───── Brano

Oltre a ridurre il rischio individuale, la vaccinazione in età pediatrica contribuisce a contenere la circolazione dei virus nella popolazione generale, proteggendo indirettamente le fasce più fragili. Nell’insieme, rappresenta un tassello essenziale nella prevenzione delle infezioni respiratorie.


Giocare d’anticipo: la sfida della previsione

L’evoluzione climatica pone sfide crescenti anche sul piano organizzativo. Numerosi studi stanno cercando di integrare dati ambientali nei modelli epidemiologici, per prevedere gli effetti futuri e pianificare risorse e interventi sanitari in modo più efficiente.

Un recente studio australiano ha stimato che, nella sola Sydney, i ricoveri ospedalieri per malattie respiratorie legate alle temperature potrebbero far crescere i costi da 493 a oltre 700 milioni di dollari australiani entro il 2050. A questi si aggiungerebbero maggiori spese farmaceutiche e terapeutiche legate alla diffusione di patogeni anche in aree geografiche finora meno coinvolte.

Il caso recente del RSV, che durante la pandemia ha modificato in modo atipico il proprio calendario epidemico, dimostra quanto i cambiamenti ambientali e sociali possano alterare le dinamiche di diffusione dei virus respiratori. Integrare variabili climatiche – come temperatura media, umidità e precipitazioni – nei modelli predittivi rappresenta una delle sfide centrali per la programmazione sanitaria dei prossimi anni.

──────────

__Consegna__: Stabilisci se le affermazioni (a), (b) e (c) concordano con il brano sui virus respiratori, rispondendo sì o no e citando alla lettera le parole decisive del brano. (a) Secondo lo studio australiano, a Sydney i costi dei ricoveri per malattie respiratorie legate alle temperature potrebbero superare i 700 milioni di dollari australiani entro il 2050. (b) La vaccinazione in età pediatrica protegge soltanto il singolo bambino vaccinato. (c) Durante la pandemia il RSV ha mantenuto il suo consueto calendario epidemico. I dati che seguono non hanno alcun rapporto con il brano.

───── Materiale estratto

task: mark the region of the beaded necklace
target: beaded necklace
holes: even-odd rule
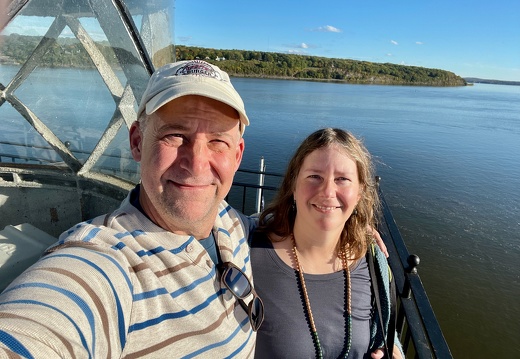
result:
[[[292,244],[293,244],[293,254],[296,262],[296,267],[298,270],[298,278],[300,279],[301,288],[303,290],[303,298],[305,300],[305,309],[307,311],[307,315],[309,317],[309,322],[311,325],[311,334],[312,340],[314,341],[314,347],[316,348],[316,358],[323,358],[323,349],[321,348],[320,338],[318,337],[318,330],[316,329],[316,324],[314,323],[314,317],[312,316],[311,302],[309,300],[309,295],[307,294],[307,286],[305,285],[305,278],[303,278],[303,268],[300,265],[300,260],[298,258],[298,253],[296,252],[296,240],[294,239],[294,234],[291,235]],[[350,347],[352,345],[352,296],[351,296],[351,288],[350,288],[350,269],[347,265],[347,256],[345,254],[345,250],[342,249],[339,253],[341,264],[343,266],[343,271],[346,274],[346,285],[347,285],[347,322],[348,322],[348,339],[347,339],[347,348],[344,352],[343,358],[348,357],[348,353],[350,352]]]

──────────
───── Materiale estratto

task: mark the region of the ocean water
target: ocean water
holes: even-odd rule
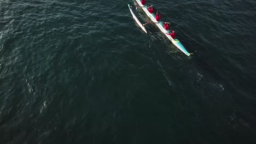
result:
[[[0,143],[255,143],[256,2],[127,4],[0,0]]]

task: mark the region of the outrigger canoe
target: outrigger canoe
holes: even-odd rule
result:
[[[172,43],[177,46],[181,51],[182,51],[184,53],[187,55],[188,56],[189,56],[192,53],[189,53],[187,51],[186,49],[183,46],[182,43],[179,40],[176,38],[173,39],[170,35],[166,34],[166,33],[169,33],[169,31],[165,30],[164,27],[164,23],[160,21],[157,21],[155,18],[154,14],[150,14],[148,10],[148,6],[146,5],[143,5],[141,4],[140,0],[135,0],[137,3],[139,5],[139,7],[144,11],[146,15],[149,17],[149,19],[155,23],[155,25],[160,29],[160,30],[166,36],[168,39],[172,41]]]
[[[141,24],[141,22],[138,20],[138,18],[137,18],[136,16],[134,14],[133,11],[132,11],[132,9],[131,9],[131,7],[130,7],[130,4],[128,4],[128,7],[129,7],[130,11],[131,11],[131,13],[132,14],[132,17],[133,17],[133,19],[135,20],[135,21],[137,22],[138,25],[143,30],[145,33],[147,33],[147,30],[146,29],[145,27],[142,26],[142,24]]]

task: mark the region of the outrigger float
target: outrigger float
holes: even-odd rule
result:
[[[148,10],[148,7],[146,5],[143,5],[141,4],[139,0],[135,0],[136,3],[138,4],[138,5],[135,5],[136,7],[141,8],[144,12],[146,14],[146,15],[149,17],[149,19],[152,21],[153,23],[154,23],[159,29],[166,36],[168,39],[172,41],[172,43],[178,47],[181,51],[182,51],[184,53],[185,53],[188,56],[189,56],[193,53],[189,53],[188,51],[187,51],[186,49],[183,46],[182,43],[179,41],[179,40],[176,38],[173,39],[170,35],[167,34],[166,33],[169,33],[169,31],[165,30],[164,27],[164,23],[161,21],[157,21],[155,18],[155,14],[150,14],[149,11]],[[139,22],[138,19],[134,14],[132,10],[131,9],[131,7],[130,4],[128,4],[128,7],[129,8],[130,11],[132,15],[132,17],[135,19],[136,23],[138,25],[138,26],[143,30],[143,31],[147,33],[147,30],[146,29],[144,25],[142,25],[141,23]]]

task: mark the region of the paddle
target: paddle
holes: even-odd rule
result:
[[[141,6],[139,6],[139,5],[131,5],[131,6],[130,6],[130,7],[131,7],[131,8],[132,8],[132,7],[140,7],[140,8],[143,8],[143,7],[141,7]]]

──────────

__Esercizio svolto__:
(a) Sì: «potrebbero far crescere i costi da 493 a oltre 700 milioni di dollari australiani entro il 2050».
(b) No: «contribuisce a contenere la circolazione dei virus nella popolazione generale, proteggendo indirettamente le fasce più fragili».
(c) No: «ha modificato in modo atipico il proprio calendario epidemico».